Records contained in a dataset:
○ ○ ○ ○

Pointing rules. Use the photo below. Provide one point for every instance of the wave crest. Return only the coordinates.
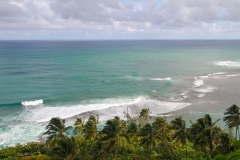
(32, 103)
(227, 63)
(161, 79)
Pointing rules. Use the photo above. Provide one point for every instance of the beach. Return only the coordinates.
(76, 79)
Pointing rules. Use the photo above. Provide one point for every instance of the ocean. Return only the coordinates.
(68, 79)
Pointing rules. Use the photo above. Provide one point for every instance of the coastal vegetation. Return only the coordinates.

○ ○ ○ ○

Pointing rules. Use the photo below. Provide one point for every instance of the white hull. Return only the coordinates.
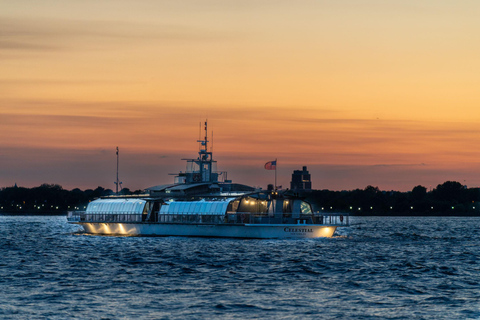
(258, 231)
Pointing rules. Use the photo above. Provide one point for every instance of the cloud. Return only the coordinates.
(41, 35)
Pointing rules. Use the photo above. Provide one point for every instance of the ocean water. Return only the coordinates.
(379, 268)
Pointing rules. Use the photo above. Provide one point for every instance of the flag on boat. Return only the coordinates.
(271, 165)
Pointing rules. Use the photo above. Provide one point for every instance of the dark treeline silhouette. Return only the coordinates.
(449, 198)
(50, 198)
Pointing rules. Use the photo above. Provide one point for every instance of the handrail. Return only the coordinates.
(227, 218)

○ ○ ○ ○

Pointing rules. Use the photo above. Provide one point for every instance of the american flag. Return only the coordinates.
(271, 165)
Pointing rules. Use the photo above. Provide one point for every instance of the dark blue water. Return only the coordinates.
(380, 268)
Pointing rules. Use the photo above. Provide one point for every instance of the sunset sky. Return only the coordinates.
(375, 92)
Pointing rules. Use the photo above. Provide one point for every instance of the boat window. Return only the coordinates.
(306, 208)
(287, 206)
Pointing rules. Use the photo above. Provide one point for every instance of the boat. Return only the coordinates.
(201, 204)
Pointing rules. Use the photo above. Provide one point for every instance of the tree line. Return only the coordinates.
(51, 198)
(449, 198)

○ ○ ○ ○

Try it:
Would you output, from the records above, exactly the run of lines that starts at the line containing "ocean. Return only the coordinates." and ends at the line containing "vegetation. Return only the coordinates.", and only that run?

Written answer:
Pointing rules. Use the photo above. Provide one point for every instance of the ocean. Return only the coordinates.
(68, 79)
Pointing rules. Use the photo above. Provide one point for every instance of the coastal vegetation. Return only the coordinates.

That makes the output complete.